Assigned task:
When the line containing "- **Object:** serrated leaf" appears in the entries below, begin printing there and stop after the line containing "- **Format:** One"; print each of those lines exactly and no other line.

Saved data entries:

•••

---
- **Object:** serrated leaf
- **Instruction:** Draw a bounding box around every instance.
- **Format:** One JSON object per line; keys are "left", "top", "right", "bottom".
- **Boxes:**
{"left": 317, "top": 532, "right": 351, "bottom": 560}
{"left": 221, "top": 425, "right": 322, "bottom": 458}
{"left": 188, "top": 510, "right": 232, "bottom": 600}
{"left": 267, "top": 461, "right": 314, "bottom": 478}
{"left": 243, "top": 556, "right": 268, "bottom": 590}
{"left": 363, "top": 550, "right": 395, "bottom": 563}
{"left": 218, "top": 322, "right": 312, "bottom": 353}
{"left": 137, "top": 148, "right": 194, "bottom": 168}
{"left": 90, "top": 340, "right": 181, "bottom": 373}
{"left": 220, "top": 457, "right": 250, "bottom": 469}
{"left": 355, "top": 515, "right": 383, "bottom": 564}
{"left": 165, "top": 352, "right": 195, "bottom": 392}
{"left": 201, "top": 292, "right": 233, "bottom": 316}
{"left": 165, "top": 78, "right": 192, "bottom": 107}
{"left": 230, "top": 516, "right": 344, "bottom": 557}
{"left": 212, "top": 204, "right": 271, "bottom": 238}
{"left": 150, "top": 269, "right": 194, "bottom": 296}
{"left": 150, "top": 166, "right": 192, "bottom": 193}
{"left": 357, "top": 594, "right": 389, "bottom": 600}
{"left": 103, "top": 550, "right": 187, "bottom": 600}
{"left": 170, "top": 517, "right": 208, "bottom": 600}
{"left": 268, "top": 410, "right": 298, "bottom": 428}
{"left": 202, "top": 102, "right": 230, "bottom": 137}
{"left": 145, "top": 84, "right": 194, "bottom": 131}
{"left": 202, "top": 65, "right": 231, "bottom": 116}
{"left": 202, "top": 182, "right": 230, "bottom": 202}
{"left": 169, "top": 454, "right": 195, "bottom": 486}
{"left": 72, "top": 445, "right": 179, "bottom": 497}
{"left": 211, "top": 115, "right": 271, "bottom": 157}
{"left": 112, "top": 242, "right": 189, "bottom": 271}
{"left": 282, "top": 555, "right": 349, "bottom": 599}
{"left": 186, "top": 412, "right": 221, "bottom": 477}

•••

Result for this exercise:
- **Object:** serrated leaf
- **Instruction:** Draw a bounding box around every instance.
- **Format:** One JSON object per line; keys are "left", "top", "right", "bottom".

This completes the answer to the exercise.